● EXERCISE GOAL
Print the whole listing, keeping every line exactly as given.

● DATA PROVIDED
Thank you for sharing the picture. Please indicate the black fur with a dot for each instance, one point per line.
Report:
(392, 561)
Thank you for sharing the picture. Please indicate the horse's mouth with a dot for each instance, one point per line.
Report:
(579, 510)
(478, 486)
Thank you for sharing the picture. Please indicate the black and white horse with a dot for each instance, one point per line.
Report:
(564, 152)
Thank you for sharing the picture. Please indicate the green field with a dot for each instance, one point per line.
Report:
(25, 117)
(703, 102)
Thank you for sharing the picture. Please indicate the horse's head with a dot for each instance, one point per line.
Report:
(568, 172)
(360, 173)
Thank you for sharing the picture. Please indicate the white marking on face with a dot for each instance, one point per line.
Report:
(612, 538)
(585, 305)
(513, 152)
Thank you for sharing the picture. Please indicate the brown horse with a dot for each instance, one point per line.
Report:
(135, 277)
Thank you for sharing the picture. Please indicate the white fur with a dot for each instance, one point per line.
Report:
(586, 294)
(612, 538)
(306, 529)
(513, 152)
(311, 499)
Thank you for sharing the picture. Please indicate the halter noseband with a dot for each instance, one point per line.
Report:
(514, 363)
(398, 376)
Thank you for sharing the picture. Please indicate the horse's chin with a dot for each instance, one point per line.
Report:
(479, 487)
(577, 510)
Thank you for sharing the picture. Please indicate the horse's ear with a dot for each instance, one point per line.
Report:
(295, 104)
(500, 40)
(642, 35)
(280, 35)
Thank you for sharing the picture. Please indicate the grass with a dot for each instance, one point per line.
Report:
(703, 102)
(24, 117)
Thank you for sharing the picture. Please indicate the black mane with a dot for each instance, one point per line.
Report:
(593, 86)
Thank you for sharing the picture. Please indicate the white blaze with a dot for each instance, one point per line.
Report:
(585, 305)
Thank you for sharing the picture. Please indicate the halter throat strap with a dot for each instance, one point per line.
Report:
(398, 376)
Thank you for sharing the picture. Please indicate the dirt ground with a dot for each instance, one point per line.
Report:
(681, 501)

● PROBLEM SOLUTION
Thank you for sharing the picture. Please indicate the black fur with a dot for each instance, one point per line.
Report:
(392, 561)
Thank you for sharing the picture. Please indicate the horse's mouth with a dot for each instance, one point per line.
Report:
(579, 510)
(478, 486)
Thank you for sharing the picture. Please indicate the black and white horse with a dot for each instance, one point per line.
Report:
(564, 152)
Thank you for sharing the picture. Please indicate the green field with a dot for each instance, one point per line.
Report:
(25, 117)
(703, 102)
Thank you for sharing the picture. Please indicate the horse's head with a dot for each instance, one point per line.
Report:
(568, 172)
(360, 173)
Thank you for sharing the picture. Please indicate the white marking on face with a dot for each instance, one point per line.
Report:
(612, 538)
(585, 305)
(513, 152)
Thank you for sharing the picture. Please indicate the brown horse with a dot for each instance, one point per line.
Report:
(135, 277)
Thank you for sharing the picture. Please indicate the white fur with a dot for each instance, one point per line.
Report:
(586, 294)
(612, 538)
(306, 529)
(513, 152)
(311, 499)
Thank you for sharing the picture. Please indicate the halter noseband with a dot for each instance, one point per line.
Report:
(514, 363)
(398, 376)
Thank you for sharing the picture. Please indicate the horse's chin with a dot for each instance, one point per line.
Report:
(479, 487)
(577, 510)
Thank you for sharing the picture. Please indicate the horse's ear with a dot for each instance, one point per line.
Report:
(295, 104)
(500, 40)
(642, 35)
(280, 35)
Thank you for sharing the picture. Please indicate the grass with a dot for each instance, one point per line.
Report:
(703, 102)
(24, 117)
Thank you for sharing the picture. Please indicate the black mane with a dot for each instance, one point per line.
Report:
(593, 86)
Thank you for sharing the picture. Please indicate the white blaze with a dot for each instance, one point per line.
Report:
(585, 305)
Thank you for sharing the picture. Please indicate the halter throat strap with a dot for each instance, one point per line.
Report:
(398, 376)
Thank you for sharing the picture. Please indicate the dirt ground with a dot for each instance, one point per line.
Report:
(681, 501)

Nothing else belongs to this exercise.